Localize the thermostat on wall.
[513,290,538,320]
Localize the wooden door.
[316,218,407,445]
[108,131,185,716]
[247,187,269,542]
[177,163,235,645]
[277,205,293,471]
* * * *
EXERCISE PROMPT => Rescale all of the items above: repeat every line, requests included, with each bounding-box coordinate in the answers multiplied by 0.65 and rounded to the nearest whole number, halves rounding up.

COMPLETE RESPONSE =>
Localize the thermostat on wall.
[333,189,350,208]
Localize the wooden door.
[205,142,265,289]
[70,85,120,465]
[161,122,175,352]
[115,106,153,419]
[180,133,190,306]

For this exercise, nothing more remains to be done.